[Coordinate annotation records]
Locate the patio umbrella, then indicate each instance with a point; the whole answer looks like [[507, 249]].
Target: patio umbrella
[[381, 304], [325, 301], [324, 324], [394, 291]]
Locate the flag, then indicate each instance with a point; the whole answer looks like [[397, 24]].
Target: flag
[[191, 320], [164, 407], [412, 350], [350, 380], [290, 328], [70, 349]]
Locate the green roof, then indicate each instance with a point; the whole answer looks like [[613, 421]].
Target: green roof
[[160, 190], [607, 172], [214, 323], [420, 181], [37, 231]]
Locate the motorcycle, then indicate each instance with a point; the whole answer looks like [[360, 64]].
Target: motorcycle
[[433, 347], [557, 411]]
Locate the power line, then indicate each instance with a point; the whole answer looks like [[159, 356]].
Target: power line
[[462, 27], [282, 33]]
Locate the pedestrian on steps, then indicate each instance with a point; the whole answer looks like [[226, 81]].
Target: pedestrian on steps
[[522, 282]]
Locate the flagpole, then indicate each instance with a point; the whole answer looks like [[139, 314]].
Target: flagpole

*Exercise brief*:
Put the lines of the listing above into a numbered list, skipping blank lines, from the line with "Locate the flagpole, then" through the end of the listing.

*Result of this task*:
1. Locate the flagpole, then indicate each instance with a point; the whole answer looks like [[139, 314]].
2. Target: flagpole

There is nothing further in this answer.